§ TASK OBJECTIVE
Below, find the line with "Please mark the region of every instance of the petunia flower" and copy the data from there through the line with "[[[244,127],[256,119],[256,105],[255,105],[239,122],[240,126]]]". Replace "bud" with "blossom" and leave everything else unchanged.

§ EXERCISE DATA

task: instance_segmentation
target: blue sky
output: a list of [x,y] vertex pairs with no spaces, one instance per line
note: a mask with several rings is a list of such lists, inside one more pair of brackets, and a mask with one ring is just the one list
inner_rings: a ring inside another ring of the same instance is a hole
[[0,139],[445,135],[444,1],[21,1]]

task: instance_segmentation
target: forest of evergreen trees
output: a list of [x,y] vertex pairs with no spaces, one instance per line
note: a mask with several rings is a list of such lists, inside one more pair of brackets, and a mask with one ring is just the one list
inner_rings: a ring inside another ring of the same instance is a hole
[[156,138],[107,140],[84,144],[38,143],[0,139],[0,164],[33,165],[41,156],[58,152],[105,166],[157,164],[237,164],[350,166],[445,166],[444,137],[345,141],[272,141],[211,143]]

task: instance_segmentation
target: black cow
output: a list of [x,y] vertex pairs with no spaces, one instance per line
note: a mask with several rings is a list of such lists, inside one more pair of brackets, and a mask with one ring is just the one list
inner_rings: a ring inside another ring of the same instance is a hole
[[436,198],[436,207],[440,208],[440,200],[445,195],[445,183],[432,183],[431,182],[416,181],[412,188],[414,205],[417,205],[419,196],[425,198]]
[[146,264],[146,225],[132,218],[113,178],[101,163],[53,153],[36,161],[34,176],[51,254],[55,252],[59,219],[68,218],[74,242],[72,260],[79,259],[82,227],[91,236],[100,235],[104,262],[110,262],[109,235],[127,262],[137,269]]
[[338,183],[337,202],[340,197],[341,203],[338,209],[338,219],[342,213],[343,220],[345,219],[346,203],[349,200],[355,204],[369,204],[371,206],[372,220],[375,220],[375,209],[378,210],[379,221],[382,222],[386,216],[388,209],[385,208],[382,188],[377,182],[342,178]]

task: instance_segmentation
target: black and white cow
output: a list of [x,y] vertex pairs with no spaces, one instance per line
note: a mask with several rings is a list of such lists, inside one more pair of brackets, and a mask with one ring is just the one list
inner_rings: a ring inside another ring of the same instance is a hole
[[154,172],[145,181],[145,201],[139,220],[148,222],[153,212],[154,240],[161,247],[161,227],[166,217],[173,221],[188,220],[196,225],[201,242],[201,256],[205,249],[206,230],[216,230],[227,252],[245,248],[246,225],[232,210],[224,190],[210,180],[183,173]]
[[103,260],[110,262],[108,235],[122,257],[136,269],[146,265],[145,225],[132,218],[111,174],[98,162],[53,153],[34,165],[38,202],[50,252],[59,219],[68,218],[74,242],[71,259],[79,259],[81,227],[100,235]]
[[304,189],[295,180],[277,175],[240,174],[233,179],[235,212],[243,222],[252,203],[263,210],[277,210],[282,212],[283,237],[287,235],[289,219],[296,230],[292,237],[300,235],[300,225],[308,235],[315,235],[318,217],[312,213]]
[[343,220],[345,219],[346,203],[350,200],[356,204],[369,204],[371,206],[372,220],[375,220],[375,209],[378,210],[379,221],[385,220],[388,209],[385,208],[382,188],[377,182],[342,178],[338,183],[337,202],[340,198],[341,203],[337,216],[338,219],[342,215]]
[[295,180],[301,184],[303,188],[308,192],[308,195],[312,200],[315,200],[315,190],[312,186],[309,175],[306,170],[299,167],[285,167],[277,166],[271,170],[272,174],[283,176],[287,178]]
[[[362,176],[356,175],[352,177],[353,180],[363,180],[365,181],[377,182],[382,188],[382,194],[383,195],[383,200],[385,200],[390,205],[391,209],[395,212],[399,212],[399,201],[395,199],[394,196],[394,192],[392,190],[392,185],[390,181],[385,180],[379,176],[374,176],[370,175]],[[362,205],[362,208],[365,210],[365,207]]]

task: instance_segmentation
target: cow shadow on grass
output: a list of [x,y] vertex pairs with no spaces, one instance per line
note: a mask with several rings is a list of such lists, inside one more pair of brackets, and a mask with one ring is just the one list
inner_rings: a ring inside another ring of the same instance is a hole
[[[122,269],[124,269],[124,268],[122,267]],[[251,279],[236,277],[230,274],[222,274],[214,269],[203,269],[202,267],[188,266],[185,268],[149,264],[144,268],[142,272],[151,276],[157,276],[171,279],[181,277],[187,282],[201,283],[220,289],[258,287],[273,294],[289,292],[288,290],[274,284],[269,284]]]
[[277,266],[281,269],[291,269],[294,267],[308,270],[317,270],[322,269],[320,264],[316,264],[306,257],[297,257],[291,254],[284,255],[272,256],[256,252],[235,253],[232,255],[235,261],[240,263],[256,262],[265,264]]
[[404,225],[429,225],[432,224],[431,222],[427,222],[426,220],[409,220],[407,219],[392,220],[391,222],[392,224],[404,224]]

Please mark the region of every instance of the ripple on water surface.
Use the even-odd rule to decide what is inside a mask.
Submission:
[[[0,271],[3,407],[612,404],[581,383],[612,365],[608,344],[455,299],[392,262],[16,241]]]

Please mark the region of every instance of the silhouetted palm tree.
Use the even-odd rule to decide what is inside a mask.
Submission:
---
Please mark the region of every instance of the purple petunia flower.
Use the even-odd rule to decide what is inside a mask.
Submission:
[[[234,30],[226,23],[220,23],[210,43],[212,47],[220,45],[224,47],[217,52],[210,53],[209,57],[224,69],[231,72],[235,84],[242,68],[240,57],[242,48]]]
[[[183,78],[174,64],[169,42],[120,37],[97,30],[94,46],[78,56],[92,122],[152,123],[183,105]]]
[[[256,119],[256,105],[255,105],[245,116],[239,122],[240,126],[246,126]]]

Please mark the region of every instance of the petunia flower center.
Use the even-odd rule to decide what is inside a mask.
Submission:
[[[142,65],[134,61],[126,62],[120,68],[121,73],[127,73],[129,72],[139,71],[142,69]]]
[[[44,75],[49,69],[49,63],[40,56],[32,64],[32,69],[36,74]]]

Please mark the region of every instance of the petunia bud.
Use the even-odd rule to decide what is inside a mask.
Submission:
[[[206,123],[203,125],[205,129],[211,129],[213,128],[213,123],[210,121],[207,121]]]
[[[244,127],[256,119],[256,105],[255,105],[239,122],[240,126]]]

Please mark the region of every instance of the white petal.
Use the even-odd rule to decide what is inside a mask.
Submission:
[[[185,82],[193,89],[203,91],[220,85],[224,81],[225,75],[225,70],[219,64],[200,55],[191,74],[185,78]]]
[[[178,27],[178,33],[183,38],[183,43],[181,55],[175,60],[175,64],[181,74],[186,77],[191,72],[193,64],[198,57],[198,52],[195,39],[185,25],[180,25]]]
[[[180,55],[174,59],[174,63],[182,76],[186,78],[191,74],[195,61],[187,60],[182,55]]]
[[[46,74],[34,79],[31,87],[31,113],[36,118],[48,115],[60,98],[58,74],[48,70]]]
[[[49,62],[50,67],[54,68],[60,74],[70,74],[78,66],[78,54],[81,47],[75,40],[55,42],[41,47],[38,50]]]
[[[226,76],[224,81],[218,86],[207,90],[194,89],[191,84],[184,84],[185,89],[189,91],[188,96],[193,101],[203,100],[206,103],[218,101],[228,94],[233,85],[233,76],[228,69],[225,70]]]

§ THE COMPLETED TASK
Please mark the region of every instance of the petunia flower center.
Use the even-odd rule to decide what is inside a mask.
Submission:
[[[142,65],[134,61],[126,62],[120,68],[121,73],[127,73],[129,72],[139,71],[142,69]]]
[[[44,75],[49,69],[49,63],[40,56],[32,64],[32,69],[36,74]]]

Please mark the region of every instance of the petunia blossom.
Use the even-odd rule to decide what is inside a mask.
Submission:
[[[206,123],[203,125],[205,129],[211,129],[213,128],[213,123],[210,121],[207,121]]]
[[[244,127],[256,119],[256,105],[255,105],[239,122],[240,126]]]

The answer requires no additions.